_WHAT THE EXERCISE ASKS_
Give an exact copy of every entry.

· · · ·

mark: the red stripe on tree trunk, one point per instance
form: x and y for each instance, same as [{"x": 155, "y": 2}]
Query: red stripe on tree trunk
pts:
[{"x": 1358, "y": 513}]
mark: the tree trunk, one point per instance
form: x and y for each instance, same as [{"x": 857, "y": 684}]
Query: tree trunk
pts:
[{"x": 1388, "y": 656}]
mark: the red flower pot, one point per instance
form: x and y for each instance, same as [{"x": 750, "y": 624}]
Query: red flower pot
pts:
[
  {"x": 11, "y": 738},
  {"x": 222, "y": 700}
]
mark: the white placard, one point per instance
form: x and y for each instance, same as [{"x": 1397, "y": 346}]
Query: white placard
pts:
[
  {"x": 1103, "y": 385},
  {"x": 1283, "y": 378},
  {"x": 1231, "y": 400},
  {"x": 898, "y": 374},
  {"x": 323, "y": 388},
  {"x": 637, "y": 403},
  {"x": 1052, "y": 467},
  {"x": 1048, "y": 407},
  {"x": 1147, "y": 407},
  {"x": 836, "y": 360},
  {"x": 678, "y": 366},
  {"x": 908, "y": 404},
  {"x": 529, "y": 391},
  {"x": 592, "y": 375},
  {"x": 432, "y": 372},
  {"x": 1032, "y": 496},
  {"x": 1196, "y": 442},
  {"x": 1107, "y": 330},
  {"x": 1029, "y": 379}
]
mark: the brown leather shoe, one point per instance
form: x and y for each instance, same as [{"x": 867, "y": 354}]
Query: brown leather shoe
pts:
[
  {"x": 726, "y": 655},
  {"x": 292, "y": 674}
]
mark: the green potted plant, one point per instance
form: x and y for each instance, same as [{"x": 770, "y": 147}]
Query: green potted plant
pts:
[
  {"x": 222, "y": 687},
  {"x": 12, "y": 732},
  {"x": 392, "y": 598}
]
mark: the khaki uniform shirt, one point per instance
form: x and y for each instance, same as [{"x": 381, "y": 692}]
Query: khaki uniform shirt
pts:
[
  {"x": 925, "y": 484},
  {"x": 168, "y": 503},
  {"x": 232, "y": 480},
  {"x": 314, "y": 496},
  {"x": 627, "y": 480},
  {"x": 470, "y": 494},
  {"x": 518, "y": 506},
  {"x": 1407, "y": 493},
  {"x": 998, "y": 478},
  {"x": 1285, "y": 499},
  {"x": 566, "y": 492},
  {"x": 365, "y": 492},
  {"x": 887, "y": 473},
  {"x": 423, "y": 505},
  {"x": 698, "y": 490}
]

· · · ·

_ANSWER FOR THIS EXERCISE_
mark: the red stripe on tree trunk, one point per instance
form: x and y for each instance, same as [{"x": 155, "y": 2}]
Query: red stripe on tree trunk
pts:
[{"x": 1358, "y": 513}]
mark: the tree trunk, one point per instance
form: x and y for each instance, same as [{"x": 857, "y": 684}]
Query: tree trunk
pts:
[{"x": 1388, "y": 656}]
mark: the red flower pot, one point per instance
form: x and y for each instance, same as [{"x": 750, "y": 624}]
Query: red flower pot
pts:
[
  {"x": 11, "y": 738},
  {"x": 222, "y": 700}
]
mark: the white placard, one point per instance
form: x and y for each instance, same as [{"x": 1397, "y": 346}]
Query: white placard
pts:
[
  {"x": 1103, "y": 385},
  {"x": 1283, "y": 378},
  {"x": 1231, "y": 400},
  {"x": 898, "y": 374},
  {"x": 323, "y": 388},
  {"x": 637, "y": 403},
  {"x": 1052, "y": 467},
  {"x": 1048, "y": 407},
  {"x": 1147, "y": 407},
  {"x": 836, "y": 360},
  {"x": 678, "y": 366},
  {"x": 908, "y": 404},
  {"x": 529, "y": 391},
  {"x": 592, "y": 375},
  {"x": 432, "y": 372},
  {"x": 1032, "y": 496},
  {"x": 1196, "y": 442},
  {"x": 1107, "y": 330},
  {"x": 1029, "y": 379}
]
mark: the brown leather shoe, one point per instance
form: x and y for each instance, same as [{"x": 867, "y": 354}]
Query: brown leather shoe
pts:
[
  {"x": 726, "y": 655},
  {"x": 292, "y": 674}
]
mark: the green potted plant, one point per instance
form: x and y for each instance, same as [{"x": 770, "y": 147}]
Query: green potted plant
pts:
[
  {"x": 222, "y": 687},
  {"x": 12, "y": 732},
  {"x": 392, "y": 598}
]
mark: the khaki uniform shirt, one point per instance
form: x and y for each instance, same as [{"x": 381, "y": 692}]
Query: khaki uniform shirt
pts:
[
  {"x": 925, "y": 484},
  {"x": 168, "y": 503},
  {"x": 232, "y": 480},
  {"x": 314, "y": 496},
  {"x": 627, "y": 480},
  {"x": 470, "y": 494},
  {"x": 518, "y": 506},
  {"x": 1407, "y": 493},
  {"x": 998, "y": 478},
  {"x": 1285, "y": 499},
  {"x": 566, "y": 492},
  {"x": 365, "y": 492},
  {"x": 887, "y": 473},
  {"x": 423, "y": 505},
  {"x": 698, "y": 490}
]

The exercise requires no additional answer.